◆ TEXTE DE LA PAGE:

◇ ◇ ◇ ◇ ◇

Les données présentées par Roger Pielke dans le Natural Hazards Review en février dernier montrent que les pertes couvertes par une assurance et causées par les principaux ouragans depuis 1900 suivent une courbe en U. Les ouragans les plus destructeurs (indexés à la taille de l’économie) à avoir frappé les Etats-Unis ont eu lieu au début du XXe siècle et tout récemment – le pire de tous étant celui qui ravagé Miami, en Floride, en 1926.

De la même manière que personne n’aurait pu se douter de la courbe en U des pertes assurées, les pertes futures restent inconnues. Cela signifie que le problème n’est pas celui d’une augmentation certaine des pertes, mais celui du risque d’une augmentation. Paradoxalement, ce constat est positif parce que les techniques de gestion des risques peuvent intervenir pour atténuer le problème.

Pour comprendre comment, examinons les assurances maladie ou les assurances vie. Si les informations génétiques relatives à une personne permettaient de prédire la date exacte d’une maladie ou de son décès, ces informations rendraient la souscription d’une assurance impossible (aucun assureur ne voudrait assurer une personne dont on sait qu’elle sera victime du préjudice contre lequel elle s’assure). Le même est vrai de l’assurance habitation : parce que le risque de pertes est incertain, une police d’assurance peut être vendue à ceux qui s’en préoccupent le plus par ceux qui peuvent le mieux y faire face. Les instances de réglementation des assurances sont certainement conscientes  du risque de l’augmentation future des primes des assurances habitation. Mais limiter ce risque en limitant l’augmentation n’est pas la meilleure solution, parce que si les compagnies d’assurance ne gagnent pas d’argent, elles se retireront du marché. Le problème ne peut pas non plus être résolu en imposant des taxes aux assureurs qui se retirent du marché en raison du plafonnement des primes. Les compagnies tiendront compte de la possibilité de telles taxes avant même d’entrer sur le marché des assurances.

◇ ◇ ◇ ◇ ◇

Descriptions libres d'objets
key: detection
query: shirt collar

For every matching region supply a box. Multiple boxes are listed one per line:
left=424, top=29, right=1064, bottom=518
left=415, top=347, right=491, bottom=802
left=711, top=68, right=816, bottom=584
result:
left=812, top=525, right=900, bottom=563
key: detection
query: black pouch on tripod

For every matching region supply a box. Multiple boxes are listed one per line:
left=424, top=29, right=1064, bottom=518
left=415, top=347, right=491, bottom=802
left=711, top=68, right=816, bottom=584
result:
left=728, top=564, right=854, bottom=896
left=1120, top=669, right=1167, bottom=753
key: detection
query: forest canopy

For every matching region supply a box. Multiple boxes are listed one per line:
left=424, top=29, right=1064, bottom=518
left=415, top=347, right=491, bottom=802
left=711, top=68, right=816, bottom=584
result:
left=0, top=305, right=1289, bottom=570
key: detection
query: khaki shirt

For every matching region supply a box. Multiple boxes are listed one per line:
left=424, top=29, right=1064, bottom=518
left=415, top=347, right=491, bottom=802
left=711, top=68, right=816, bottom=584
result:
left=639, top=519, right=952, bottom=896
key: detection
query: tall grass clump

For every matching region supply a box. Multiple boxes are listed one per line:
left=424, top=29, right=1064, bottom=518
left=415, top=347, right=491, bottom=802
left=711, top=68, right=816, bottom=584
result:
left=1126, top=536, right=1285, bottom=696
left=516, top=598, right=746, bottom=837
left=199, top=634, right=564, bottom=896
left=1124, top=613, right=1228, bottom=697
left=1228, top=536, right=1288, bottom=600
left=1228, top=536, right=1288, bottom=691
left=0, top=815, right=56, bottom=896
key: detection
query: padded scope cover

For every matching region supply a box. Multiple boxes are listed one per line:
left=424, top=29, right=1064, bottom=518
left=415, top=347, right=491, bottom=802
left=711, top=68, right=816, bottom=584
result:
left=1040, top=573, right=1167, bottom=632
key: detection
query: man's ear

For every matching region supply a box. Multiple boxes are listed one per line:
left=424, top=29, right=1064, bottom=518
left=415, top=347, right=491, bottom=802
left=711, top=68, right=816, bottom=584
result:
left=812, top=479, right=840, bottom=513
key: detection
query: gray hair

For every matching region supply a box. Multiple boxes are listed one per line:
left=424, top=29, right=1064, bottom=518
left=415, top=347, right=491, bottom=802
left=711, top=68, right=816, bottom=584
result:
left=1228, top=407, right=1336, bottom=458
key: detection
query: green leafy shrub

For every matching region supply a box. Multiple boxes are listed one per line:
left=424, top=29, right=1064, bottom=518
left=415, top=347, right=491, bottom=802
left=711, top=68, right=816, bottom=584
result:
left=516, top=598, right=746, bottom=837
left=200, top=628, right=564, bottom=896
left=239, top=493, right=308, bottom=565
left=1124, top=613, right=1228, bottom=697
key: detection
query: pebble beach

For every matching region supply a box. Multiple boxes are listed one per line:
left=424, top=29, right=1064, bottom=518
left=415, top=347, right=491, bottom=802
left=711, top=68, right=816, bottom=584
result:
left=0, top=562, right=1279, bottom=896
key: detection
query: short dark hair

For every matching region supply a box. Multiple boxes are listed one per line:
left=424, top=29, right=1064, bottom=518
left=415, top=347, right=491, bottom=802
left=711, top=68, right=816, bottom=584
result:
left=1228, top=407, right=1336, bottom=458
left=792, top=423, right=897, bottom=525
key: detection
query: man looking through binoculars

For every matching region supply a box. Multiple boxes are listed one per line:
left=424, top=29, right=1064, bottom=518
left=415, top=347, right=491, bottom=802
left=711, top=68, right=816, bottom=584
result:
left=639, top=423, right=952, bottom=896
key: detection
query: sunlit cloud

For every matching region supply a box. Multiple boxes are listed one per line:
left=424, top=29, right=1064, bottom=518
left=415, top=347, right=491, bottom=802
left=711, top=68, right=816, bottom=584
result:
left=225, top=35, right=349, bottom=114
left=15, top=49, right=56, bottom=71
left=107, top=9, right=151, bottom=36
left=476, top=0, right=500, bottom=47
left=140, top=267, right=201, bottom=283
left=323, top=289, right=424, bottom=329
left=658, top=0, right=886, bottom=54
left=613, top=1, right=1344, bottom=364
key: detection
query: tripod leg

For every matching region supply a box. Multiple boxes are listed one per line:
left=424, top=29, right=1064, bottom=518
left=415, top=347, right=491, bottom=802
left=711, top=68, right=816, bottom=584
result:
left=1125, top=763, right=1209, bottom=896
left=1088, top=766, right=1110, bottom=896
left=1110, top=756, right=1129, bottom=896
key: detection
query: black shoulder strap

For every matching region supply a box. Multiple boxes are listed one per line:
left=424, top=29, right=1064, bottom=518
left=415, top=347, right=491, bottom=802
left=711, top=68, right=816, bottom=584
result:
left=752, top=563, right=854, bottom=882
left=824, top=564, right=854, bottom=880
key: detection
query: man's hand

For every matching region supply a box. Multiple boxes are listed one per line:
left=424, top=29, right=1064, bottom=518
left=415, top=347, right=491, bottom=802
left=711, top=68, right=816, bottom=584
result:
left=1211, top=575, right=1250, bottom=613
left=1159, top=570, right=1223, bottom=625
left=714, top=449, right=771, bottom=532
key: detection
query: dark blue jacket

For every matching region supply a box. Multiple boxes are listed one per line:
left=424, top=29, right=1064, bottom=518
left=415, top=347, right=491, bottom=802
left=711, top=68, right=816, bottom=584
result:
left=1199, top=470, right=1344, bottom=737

◇ ◇ ◇ ◇ ◇

◆ EXPLORER LE CONTENU:
a) Recopiez le passage du texte sur les ouragans et l'assurance allant de « Les données présentées » à « atténuer le problème. », en substituant « cyclones » à « ouragans ».
b) Comment le texte sur les ouragans et l'assurance pourrait-il se poursuivre ? Reprenez-le là où il s'arrête.

◆ RÉPONSES RÉDIGÉES:
a)
Les données présentées par Roger Pielke dans le Natural Hazards Review en février dernier montrent que les pertes couvertes par une assurance et causées par les principaux cyclones depuis 1900 suivent une courbe en U. Les cyclones les plus destructeurs (indexés à la taille de l’économie) à avoir frappé les Etats-Unis ont eu lieu au début du XXe siècle et tout récemment – le pire de tous étant celui qui ravagé Miami, en Floride, en 1926.

De la même manière que personne n’aurait pu se douter de la courbe en U des pertes assurées, les pertes futures restent inconnues. Cela signifie que le problème n’est pas celui d’une augmentation certaine des pertes, mais celui du risque d’une augmentation. Paradoxalement, ce constat est positif parce que les techniques de gestion des risques peuvent intervenir pour atténuer le problème.

b)
Il arrive parfois que les gouvernements interviennent directement pour fournir une assurance. Aux Etats-Unis, l’État de Floride a par exemple créé la Citizens’ Property Insurance Corporation en 2002. Mais remplacer l’assurance privée par un plan d’assurance public n’est pas la meilleure solution. Comme toute autre forme d’épargne et d’investissement, il est préférable que l’assurance soit déterminée par un marché plutôt que par des mesures politiques.

Le côté séduisant du projet d’assurance à long terme proposé par Jaffee, Kunreuther, et Michel-Kerjan est qu’il permet aux forces du marché de déterminer des primes d’assurance à long terme (20 ans ou plus). Les primes seraient définies de manière à ce qu’il n’y ait aucune raison pour les compagnies d’assurance de se retirer du marché à cause de risques plus élevés. Et les propriétaires seraient rassurés de voir qu’ils peuvent continuer à assurer leurs biens à des taux connus.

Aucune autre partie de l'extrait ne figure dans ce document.